* WHAT IS NEEDED:
Please repeat the data below, changing every "house form" to "expected format" and keeping everything else the same. Leave out the pictures.

[Image location labeling entries]
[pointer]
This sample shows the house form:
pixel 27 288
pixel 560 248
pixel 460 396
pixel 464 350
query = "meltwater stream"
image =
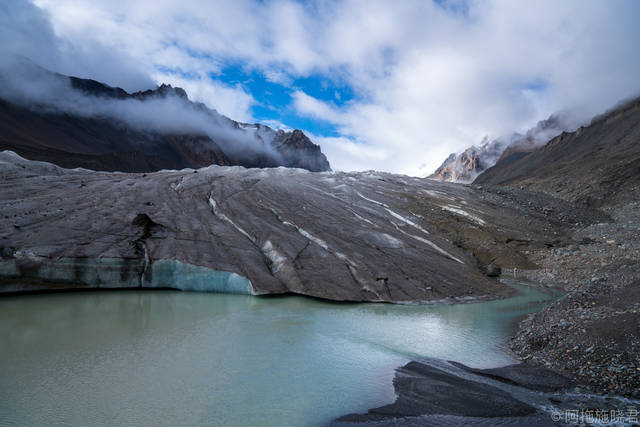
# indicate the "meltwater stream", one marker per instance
pixel 164 358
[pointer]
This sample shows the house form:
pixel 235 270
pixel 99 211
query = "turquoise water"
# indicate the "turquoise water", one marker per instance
pixel 165 358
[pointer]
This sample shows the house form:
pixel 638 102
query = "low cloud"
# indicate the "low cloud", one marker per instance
pixel 28 85
pixel 428 78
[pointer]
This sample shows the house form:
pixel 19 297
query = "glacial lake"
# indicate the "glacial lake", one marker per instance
pixel 168 358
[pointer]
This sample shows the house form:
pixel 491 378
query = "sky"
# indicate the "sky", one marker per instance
pixel 385 85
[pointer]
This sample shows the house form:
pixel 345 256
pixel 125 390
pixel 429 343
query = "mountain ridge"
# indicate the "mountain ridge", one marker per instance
pixel 81 124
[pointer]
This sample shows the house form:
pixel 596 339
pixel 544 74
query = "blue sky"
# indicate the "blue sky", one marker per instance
pixel 273 100
pixel 392 86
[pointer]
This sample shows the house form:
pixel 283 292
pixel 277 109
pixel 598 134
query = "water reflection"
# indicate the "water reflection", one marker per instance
pixel 171 358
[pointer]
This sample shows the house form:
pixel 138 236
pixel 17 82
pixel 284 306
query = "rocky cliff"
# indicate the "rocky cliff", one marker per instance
pixel 596 164
pixel 466 166
pixel 342 236
pixel 76 122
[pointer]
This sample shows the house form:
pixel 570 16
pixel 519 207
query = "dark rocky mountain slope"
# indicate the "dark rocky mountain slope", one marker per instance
pixel 342 236
pixel 466 166
pixel 597 164
pixel 76 122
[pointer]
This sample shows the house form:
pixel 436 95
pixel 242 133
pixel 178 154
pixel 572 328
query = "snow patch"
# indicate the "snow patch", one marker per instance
pixel 406 221
pixel 431 244
pixel 371 200
pixel 462 212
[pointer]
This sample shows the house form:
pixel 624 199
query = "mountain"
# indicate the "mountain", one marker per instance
pixel 363 236
pixel 75 122
pixel 595 165
pixel 464 167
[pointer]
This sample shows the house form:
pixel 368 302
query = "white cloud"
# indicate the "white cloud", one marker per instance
pixel 428 79
pixel 232 101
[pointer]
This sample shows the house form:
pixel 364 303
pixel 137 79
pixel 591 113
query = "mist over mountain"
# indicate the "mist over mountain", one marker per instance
pixel 464 167
pixel 84 123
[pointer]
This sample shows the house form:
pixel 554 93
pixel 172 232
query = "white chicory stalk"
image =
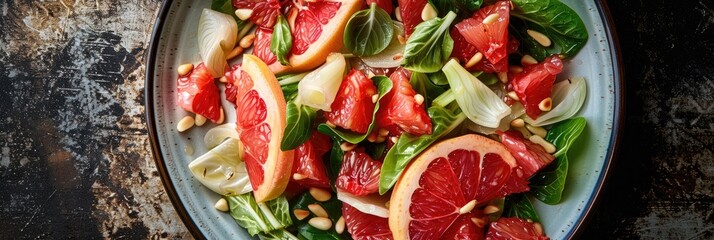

* SOLUTION FOR THIS TASK:
[pointer]
This sample shows the expected format:
pixel 27 288
pixel 560 248
pixel 460 396
pixel 464 350
query = "meltwater stream"
image =
# indicate the "meltwater stream", one marker per instance
pixel 164 358
[pointer]
This sample shows the expected format:
pixel 235 270
pixel 99 211
query = "turquoise water"
# indicate the "turquoise water", one marker per instance
pixel 165 358
[pointer]
This sample shows the expected format:
pixel 638 102
query = "low cloud"
# indicate the "low cloud", one marker per instance
pixel 28 85
pixel 428 78
[pointer]
This sample shows the expected format:
pixel 19 297
query = "glacial lake"
# indicate the "glacial lake", one marker per instance
pixel 168 358
[pointer]
This sample shows the expected format:
pixel 491 378
query = "sky"
# indicate the "sky", one marker per instance
pixel 385 85
[pointer]
This sample shows the expected format:
pixel 345 256
pixel 125 390
pixel 429 343
query = "mountain ridge"
# indicate the "mountain ridge", one marker per instance
pixel 81 124
[pointer]
This sample shows the expected format:
pixel 596 339
pixel 544 74
query = "blue sky"
# indicate the "blue sky", one marker per instance
pixel 273 100
pixel 392 86
[pointer]
This sample shows the expected format:
pixel 283 292
pixel 277 109
pixel 598 134
query = "water reflection"
# indicate the "water reflection", one marker per instance
pixel 171 358
[pointer]
This sample shows the expected format:
pixel 138 236
pixel 17 82
pixel 284 306
query = "rocky cliff"
# indicate the "rocky cliff", one marker per instance
pixel 596 164
pixel 466 166
pixel 342 236
pixel 76 122
[pointer]
This sample shows the expected format:
pixel 570 16
pixel 519 207
query = "dark rocky mountain slope"
# indicate the "dark rocky mountain slope", one marker per instance
pixel 342 236
pixel 466 166
pixel 597 164
pixel 76 122
[pointer]
This sample shows the expected format:
pixel 436 95
pixel 242 133
pixel 178 154
pixel 572 328
query = "snow patch"
# indicate the "snow patch", one marker per instance
pixel 406 221
pixel 431 244
pixel 371 200
pixel 462 212
[pointer]
This sample shows the expected format:
pixel 624 199
query = "mountain"
# indicate the "mountain", one marker per instance
pixel 363 236
pixel 75 122
pixel 595 165
pixel 464 167
[pointer]
This sample shows the expected format:
pixel 368 302
query = "white cloud"
# indicate the "white cloud", one marker per instance
pixel 428 79
pixel 232 101
[pointer]
This sample shows the expected format:
pixel 364 303
pixel 137 79
pixel 591 113
query = "mist over mountain"
# indicate the "mist over mountain", one marker per instance
pixel 464 167
pixel 84 123
[pointer]
This sample shows the expected format:
pixel 554 93
pixel 172 232
query = "white chicory stalk"
image =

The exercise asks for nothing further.